SHORT TASK: Can you write out all of the data below word for word, leaving the pictures out?

SUPPLIED DATA:
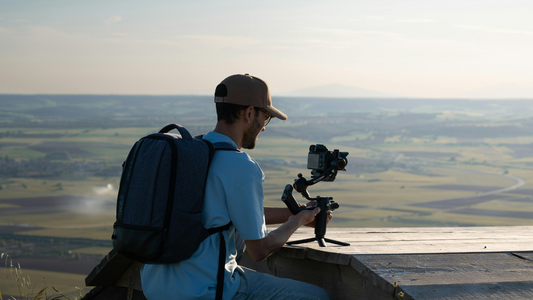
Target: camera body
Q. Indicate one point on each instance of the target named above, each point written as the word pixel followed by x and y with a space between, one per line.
pixel 320 159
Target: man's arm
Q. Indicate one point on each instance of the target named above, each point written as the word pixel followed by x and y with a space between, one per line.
pixel 261 249
pixel 276 215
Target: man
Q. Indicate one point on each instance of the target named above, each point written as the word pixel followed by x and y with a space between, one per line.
pixel 234 193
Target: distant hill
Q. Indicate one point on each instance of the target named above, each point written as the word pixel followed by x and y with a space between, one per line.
pixel 336 90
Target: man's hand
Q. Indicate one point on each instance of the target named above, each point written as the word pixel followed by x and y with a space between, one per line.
pixel 262 248
pixel 313 203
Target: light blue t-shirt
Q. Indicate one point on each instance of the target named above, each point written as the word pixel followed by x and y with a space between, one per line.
pixel 234 192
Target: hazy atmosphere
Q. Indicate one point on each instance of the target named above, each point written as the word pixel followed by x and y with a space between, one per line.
pixel 428 49
pixel 432 100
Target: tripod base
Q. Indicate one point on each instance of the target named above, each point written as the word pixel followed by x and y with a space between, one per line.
pixel 321 242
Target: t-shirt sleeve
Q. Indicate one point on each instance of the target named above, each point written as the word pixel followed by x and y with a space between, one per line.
pixel 245 207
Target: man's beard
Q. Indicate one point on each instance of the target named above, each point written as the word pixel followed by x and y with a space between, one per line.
pixel 250 136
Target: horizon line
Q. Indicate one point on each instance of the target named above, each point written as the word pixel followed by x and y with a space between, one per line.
pixel 283 96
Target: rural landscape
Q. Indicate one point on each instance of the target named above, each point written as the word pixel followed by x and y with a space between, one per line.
pixel 411 162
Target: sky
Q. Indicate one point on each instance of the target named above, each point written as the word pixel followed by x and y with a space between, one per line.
pixel 415 49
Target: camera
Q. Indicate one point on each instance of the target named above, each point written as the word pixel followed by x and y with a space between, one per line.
pixel 320 160
pixel 324 165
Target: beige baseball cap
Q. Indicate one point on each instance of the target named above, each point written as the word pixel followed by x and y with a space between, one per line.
pixel 247 90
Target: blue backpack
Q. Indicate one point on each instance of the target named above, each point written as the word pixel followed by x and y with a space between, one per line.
pixel 161 198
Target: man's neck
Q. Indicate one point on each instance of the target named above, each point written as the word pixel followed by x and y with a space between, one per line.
pixel 232 131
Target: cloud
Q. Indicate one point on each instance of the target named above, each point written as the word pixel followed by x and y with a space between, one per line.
pixel 216 40
pixel 414 21
pixel 492 30
pixel 113 19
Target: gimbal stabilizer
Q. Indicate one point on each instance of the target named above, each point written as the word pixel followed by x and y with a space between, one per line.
pixel 325 165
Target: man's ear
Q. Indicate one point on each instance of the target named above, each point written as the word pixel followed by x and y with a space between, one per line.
pixel 247 114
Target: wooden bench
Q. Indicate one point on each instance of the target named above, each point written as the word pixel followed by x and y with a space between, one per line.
pixel 390 263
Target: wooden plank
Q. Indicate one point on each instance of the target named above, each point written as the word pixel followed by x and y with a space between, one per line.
pixel 427 263
pixel 456 276
pixel 424 240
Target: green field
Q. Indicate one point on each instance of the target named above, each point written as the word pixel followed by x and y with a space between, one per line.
pixel 429 163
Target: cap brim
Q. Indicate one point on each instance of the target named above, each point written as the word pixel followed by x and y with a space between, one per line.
pixel 276 113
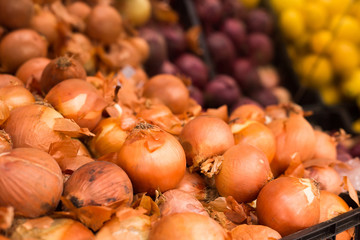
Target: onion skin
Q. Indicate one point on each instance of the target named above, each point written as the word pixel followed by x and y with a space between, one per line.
pixel 19 46
pixel 244 171
pixel 168 89
pixel 293 135
pixel 16 14
pixel 253 232
pixel 177 201
pixel 289 204
pixel 104 24
pixel 60 69
pixel 204 137
pixel 98 183
pixel 160 156
pixel 31 182
pixel 187 226
pixel 78 100
pixel 30 72
pixel 32 126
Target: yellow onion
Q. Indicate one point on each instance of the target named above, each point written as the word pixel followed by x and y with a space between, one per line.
pixel 16 96
pixel 168 89
pixel 188 225
pixel 204 137
pixel 54 229
pixel 253 232
pixel 31 182
pixel 78 100
pixel 289 204
pixel 293 135
pixel 98 183
pixel 256 134
pixel 325 145
pixel 177 201
pixel 244 172
pixel 33 126
pixel 109 137
pixel 152 158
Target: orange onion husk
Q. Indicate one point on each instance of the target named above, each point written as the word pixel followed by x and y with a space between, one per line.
pixel 256 134
pixel 293 135
pixel 289 204
pixel 244 172
pixel 98 183
pixel 151 155
pixel 177 201
pixel 30 174
pixel 78 100
pixel 187 225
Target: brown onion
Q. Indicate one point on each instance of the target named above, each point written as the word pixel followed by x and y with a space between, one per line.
pixel 177 201
pixel 327 177
pixel 98 183
pixel 16 96
pixel 153 159
pixel 9 80
pixel 33 126
pixel 244 171
pixel 19 46
pixel 325 145
pixel 45 23
pixel 55 229
pixel 289 204
pixel 30 72
pixel 170 90
pixel 109 137
pixel 204 137
pixel 188 225
pixel 253 232
pixel 255 134
pixel 78 100
pixel 293 135
pixel 104 24
pixel 31 182
pixel 5 142
pixel 16 14
pixel 60 69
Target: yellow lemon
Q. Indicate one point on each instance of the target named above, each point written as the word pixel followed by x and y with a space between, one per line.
pixel 344 57
pixel 315 71
pixel 320 41
pixel 346 28
pixel 315 16
pixel 292 24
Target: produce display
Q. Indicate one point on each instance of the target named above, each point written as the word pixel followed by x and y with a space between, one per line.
pixel 103 133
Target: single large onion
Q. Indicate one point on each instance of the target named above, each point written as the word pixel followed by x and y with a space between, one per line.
pixel 109 137
pixel 184 226
pixel 55 229
pixel 104 24
pixel 170 90
pixel 19 46
pixel 244 171
pixel 98 183
pixel 253 232
pixel 257 135
pixel 32 126
pixel 152 158
pixel 177 201
pixel 16 14
pixel 289 204
pixel 78 100
pixel 31 182
pixel 293 135
pixel 60 69
pixel 30 72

TASK OUTPUT:
Target: camera body
Q. Indicate one point on each instance of the target named above, each point written as the word pixel followed by x and y with a space between, one per line.
pixel 320 159
Target: man's arm
Q. Indicate one point on each instance of the target named above, each point written as the word pixel followed by x and y with a space between, one per line.
pixel 261 249
pixel 276 215
Target: man
Q. Indicate one point on each instance of the target named above, each point written as the word pixel followed by x and y with a space between, one per line.
pixel 234 193
Target: distant hill
Q. Indicate one point on each instance of the target named above, each point written as the word pixel followed by x and y with a space between, one per line.
pixel 336 90
Target: man's hand
Q. Indicate one point on each instance of the target named above, each point written as the word pixel followed by x and y with a space between, one per line.
pixel 262 248
pixel 313 203
Target: light blue t-shirt
Q. Indicate one point on each instance of the target named above, each point written as the word pixel followed by x and y with a space between, one per line.
pixel 234 192
Target: hazy atmosphere
Q. Indicate one point on each instance of the target named above, each point written as the word pixel followed by x and y with a space between, one per line.
pixel 428 49
pixel 432 100
Target: tripod base
Q. Indicate one point on each instance of the target named above, each point written as the word pixel followed by x and y with a space between, one per line.
pixel 321 242
Target: t-shirt sleeve
Q. Indicate one point on each instance of the target named above, each point written as the word pixel followed by x and y with a space between, one per line.
pixel 245 207
Target: man's beard
Q. Indicate one point on each instance of the target named above, each point written as the word pixel followed by x and y with a space between, one per line.
pixel 250 136
Target: horizon line
Q. Indicate one point on each instance of the target named above, each point written as the word pixel followed by x and y with a space between, one per line.
pixel 283 96
Target: rural landscape
Q. Indicate one point on each instance of the target named above, each point written as the word pixel followed by x and y with a space between, one per line.
pixel 411 162
Target: sky
Q. Indicate one point on each instance of the target named above, each point written as the word pixel followed by x and y with a space between, one per line.
pixel 415 49
Target: camera
Q. Indicate one point on each instance of the target named above, each point written as the word pixel followed by x and y with a space between, one per line.
pixel 320 160
pixel 324 165
Target: beige baseball cap
Q. Indicate one point on each instance of the target named above, each point written as the word pixel followed by x and y with a space between, one per line.
pixel 247 90
Target: blue backpack
Q. Indicate one point on each instance of the target named above, each point written as the word pixel followed by x and y with a space between, one per line.
pixel 161 198
Target: man's neck
Q. Indicate one point on each instance of the target named above, each point written as the word pixel followed by x and y with a space between, one per line.
pixel 232 131
Target: cloud
Q. Indicate one point on each instance of the target named above, each point written as the word pixel followed by x and y with a space between, one per line.
pixel 216 40
pixel 414 21
pixel 492 30
pixel 113 19
Target: gimbal stabilizer
Q. Indicate one point on each instance of the target named above, each point written as the word pixel followed by x and y with a space between, one per line.
pixel 325 165
Target: man's ear
Q. Indicate one point on each instance of the target named above, each point written as the word pixel followed by x and y with a space between, one per line.
pixel 247 114
Target: wooden bench
Q. Indicate one point on each instance of the target named above, each point written as the word pixel followed by x and y with a space between, one per line.
pixel 390 263
Target: wooden plank
Q. Indicate one point on each instance of the target named above, each point written as the word pixel followed by x and y with a space between, one per line.
pixel 427 263
pixel 456 276
pixel 424 240
Target: green field
Q. Indicate one point on each instance of the target named above, each point written as the word pixel followed by x and y with a space between, one per line.
pixel 429 163
Target: cap brim
Q. Indicate one point on each instance of the target named above, each point written as the word pixel followed by x and y with a space between, one per line.
pixel 276 113
Target: onion skin
Q. Indicate one point on each instance of the target named above, each point written as the word pixel followed by x and y with a space between, one per line.
pixel 19 46
pixel 244 171
pixel 168 89
pixel 293 135
pixel 16 14
pixel 253 232
pixel 177 201
pixel 289 204
pixel 104 24
pixel 60 69
pixel 204 137
pixel 98 183
pixel 160 156
pixel 31 182
pixel 187 226
pixel 78 100
pixel 30 72
pixel 32 126
Target: yellow onion
Q. Indicate one point on each instance of the target named above, each point written as the word pixel followed by x and y with a space between, one per line.
pixel 16 96
pixel 168 89
pixel 188 225
pixel 204 137
pixel 54 229
pixel 253 232
pixel 31 182
pixel 78 100
pixel 289 204
pixel 293 135
pixel 98 183
pixel 256 134
pixel 325 145
pixel 177 201
pixel 244 172
pixel 33 126
pixel 109 137
pixel 152 158
Target: orange onion husk
Q. Indicate one point on each instance of the target named above, each point written as the word pixel followed by x and y with a space between, one per line.
pixel 256 134
pixel 293 135
pixel 289 204
pixel 244 172
pixel 98 183
pixel 151 155
pixel 177 201
pixel 30 174
pixel 78 100
pixel 187 225
Target: brown onion
Q. Indicate one point on each instance of the target named above, each point written as the word pixel followed by x and y with a space between, one per line.
pixel 177 201
pixel 327 177
pixel 98 183
pixel 16 96
pixel 153 159
pixel 9 80
pixel 33 126
pixel 244 171
pixel 19 46
pixel 325 145
pixel 45 23
pixel 55 229
pixel 289 204
pixel 30 72
pixel 170 90
pixel 109 137
pixel 204 137
pixel 188 225
pixel 253 232
pixel 255 134
pixel 78 100
pixel 293 135
pixel 104 24
pixel 31 182
pixel 5 142
pixel 16 14
pixel 60 69
Target: yellow lemon
Q. Indicate one point on each instance of the target named above, each point written as the word pixel followed by x and y with a space between, one per line.
pixel 344 57
pixel 315 71
pixel 320 41
pixel 346 28
pixel 315 16
pixel 292 24
Target: produce display
Q. Indicate one point on each instance of the target named above, each point written as the word pixel followed by x and y with a space between, one per line.
pixel 103 133
Target: single large onion
Q. Indicate one point on each instance of the target named above, each point written as the word pixel followed by x and y with a space between, one per line.
pixel 109 137
pixel 184 226
pixel 55 229
pixel 104 24
pixel 170 90
pixel 19 46
pixel 244 171
pixel 98 183
pixel 253 232
pixel 257 135
pixel 32 126
pixel 152 158
pixel 177 201
pixel 16 14
pixel 289 204
pixel 78 100
pixel 31 182
pixel 293 135
pixel 60 69
pixel 30 72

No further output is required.